### Stated exercise
Write out again the stretch from the line containing "excavator and record integer pixel coordinates." through the last line, both included. Keep the request text unchanged, and multiply every answer coordinate by 0.85, rounding to whole numbers with halves going up.

[Collected data]
◆ ◆ ◆

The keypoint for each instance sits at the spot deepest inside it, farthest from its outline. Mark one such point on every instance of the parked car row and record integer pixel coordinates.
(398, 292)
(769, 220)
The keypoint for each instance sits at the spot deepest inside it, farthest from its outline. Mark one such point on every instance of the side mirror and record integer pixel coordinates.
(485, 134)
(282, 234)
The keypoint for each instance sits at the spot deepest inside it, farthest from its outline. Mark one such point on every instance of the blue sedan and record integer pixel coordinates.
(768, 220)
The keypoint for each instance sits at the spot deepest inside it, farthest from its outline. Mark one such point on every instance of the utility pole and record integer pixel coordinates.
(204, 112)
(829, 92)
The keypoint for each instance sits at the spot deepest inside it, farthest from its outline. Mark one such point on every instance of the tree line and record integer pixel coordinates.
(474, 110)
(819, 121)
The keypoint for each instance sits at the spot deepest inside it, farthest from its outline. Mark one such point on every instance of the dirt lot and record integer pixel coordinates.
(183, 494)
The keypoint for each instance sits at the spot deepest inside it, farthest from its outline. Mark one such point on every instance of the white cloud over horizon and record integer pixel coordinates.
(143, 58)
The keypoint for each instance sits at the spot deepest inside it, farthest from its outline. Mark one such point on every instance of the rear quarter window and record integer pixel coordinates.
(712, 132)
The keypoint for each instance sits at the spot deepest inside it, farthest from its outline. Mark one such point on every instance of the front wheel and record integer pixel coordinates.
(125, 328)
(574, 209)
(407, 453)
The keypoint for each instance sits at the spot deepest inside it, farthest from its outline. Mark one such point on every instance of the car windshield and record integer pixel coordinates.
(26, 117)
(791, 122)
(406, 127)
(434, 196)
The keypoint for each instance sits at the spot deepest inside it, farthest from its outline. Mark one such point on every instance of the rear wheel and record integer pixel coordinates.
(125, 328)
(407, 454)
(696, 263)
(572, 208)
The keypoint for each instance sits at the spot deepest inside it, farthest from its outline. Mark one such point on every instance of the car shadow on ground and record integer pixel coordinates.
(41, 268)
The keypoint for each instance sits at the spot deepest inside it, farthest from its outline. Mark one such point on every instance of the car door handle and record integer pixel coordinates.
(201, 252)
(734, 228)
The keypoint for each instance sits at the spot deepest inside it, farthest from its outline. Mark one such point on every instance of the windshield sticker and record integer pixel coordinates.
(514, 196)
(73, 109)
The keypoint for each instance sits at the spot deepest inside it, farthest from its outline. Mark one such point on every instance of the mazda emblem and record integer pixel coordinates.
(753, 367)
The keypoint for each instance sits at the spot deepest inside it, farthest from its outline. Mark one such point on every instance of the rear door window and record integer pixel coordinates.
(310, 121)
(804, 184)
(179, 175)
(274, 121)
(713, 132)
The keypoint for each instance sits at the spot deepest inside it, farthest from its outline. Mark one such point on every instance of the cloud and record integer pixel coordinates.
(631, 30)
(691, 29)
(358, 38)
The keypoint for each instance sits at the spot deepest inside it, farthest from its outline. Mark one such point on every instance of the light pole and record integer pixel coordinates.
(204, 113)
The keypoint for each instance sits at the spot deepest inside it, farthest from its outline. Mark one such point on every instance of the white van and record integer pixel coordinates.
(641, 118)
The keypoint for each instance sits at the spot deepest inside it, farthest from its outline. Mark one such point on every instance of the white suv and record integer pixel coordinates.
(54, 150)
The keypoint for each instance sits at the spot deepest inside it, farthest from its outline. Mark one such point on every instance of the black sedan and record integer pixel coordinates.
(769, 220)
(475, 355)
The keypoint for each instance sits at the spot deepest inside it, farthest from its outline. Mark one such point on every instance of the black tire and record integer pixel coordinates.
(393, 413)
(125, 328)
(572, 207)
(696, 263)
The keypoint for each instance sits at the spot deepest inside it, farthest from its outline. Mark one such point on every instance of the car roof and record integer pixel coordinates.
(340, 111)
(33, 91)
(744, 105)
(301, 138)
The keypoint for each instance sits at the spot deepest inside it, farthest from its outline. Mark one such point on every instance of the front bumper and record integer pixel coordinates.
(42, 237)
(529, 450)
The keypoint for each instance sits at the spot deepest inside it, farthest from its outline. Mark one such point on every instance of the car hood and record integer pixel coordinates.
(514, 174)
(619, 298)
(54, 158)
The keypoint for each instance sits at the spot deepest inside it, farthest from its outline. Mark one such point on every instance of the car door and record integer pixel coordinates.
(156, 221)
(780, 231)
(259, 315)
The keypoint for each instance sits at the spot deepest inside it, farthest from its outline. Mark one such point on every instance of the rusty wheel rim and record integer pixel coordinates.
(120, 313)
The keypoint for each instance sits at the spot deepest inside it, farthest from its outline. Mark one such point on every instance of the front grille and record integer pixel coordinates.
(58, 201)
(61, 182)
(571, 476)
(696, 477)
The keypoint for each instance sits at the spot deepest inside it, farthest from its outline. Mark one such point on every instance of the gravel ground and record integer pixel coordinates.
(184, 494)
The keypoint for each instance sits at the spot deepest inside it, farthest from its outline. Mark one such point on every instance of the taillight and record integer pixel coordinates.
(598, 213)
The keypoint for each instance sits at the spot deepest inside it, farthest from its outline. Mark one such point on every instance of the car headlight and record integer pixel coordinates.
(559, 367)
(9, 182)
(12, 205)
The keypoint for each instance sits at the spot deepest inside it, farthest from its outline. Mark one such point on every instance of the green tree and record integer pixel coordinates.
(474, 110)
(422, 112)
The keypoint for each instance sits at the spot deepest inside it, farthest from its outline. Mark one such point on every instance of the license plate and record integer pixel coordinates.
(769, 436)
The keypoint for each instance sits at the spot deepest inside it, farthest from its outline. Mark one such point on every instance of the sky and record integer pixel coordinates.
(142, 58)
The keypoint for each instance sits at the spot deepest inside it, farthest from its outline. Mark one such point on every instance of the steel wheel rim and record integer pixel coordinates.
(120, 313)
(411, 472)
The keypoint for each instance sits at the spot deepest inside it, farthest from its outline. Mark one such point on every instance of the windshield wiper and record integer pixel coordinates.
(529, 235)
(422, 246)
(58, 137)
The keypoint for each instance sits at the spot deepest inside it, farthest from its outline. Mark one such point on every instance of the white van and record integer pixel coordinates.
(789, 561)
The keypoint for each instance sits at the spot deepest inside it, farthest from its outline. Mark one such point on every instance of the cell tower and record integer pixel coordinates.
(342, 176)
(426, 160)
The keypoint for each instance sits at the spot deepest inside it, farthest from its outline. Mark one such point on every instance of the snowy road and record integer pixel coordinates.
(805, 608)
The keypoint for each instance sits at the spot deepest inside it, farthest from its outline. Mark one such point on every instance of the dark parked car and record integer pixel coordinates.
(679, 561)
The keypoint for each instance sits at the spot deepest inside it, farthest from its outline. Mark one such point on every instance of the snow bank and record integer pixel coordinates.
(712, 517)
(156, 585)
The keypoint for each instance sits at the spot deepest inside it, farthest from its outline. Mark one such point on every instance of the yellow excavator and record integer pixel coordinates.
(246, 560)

◆ ◆ ◆

### Written answer
The keypoint for each instance sits at the spot deepest inside it, farthest from its outline. Mark one such point on every instance of the yellow excavator and record integer pixel coordinates.
(209, 476)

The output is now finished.